Page text:
○ ○ ○ ○ ○

Client Multiple (EBI, LBNL, Research Data Alliance)
Duration 2020 - Present
Focus Areas standards, mapping, FAIR, community

The Challenge

Mappings between ontologies, databases, and vocabularies are essential for data integration—but there was no standard way to share them. Different projects used different formats, making it hard to:

  • Share mappings between collaborators
  • Validate mapping quality
  • Track provenance and justifications
  • Aggregate mappings from multiple sources

My Role

I led the development of the Simple Standard for Sharing Ontological Mappings (SSSOM), a community-driven specification that defines:

A Standard Format

  • TSV-based format readable by humans and machines
  • Clear column specifications for subjects, objects, predicates
  • Rich metadata for provenance, confidence, and justification
  • Support for both exact and fuzzy mappings

A Semantic Model

  • LinkML-based schema with formal semantics
  • Integration with OWL and RDF ecosystems
  • Extensible for domain-specific needs

Tooling Ecosystem

I developed supporting tools including:

  • sssom-py: Python library for reading, writing, validating, and transforming SSSOM
  • Validation rules: Automated quality checks for mapping files
  • Converters: Transform from legacy formats to SSSOM
  • Registry: Central discovery point for published mapping sets

Outcomes

  • FAIR-compliant mapping standard recognized by funding agencies
  • Hundreds of mapping sets now published in SSSOM format
  • Adopted by major projects: OBO Foundry, Monarch Initiative, EMBL-EBI, Research Data Alliance
  • Active community maintaining and extending the standard
  • Interoperability across previously siloed mapping efforts

Why This Matters

Before SSSOM, sharing mappings between projects meant ad-hoc spreadsheets with no provenance and no way to validate quality. Now, a mapping set published by one group can be directly consumed by another—with full confidence in where each mapping came from and why it was made. This enables data integration at a scale that was simply not possible before.

Technologies Used

  • LinkML (semantic schema)
  • Python
  • GitHub for collaborative development
  • TSV/YAML formats

○ ○ ○ ○ ○

Provided data:
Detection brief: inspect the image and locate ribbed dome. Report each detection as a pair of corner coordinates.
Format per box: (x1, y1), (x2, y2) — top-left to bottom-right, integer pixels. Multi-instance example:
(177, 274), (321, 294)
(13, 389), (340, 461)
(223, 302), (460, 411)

○ ○ ○ ○ ○

Request 1: Please echo everything in the SSSOM project page from "Before SSSOM, sharing" down to "not possible before.".
Request 2: Render each line of the records as a string in a JSON list, skipping blank lines.

Correct output 1:
Before SSSOM, sharing mappings between projects meant ad-hoc spreadsheets with no provenance and no way to validate quality. Now, a mapping set published by one group can be directly consumed by another—with full confidence in where each mapping came from and why it was made. This enables data integration at a scale that was simply not possible before.

Correct output 2:
[
  "Detection brief: inspect the image and locate ribbed dome. Report each detection as a pair of corner coordinates.",
  "Format per box: (x1, y1), (x2, y2) — top-left to bottom-right, integer pixels. Multi-instance example:",
  "(177, 274), (321, 294)",
  "(13, 389), (340, 461)",
  "(223, 302), (460, 411)"
]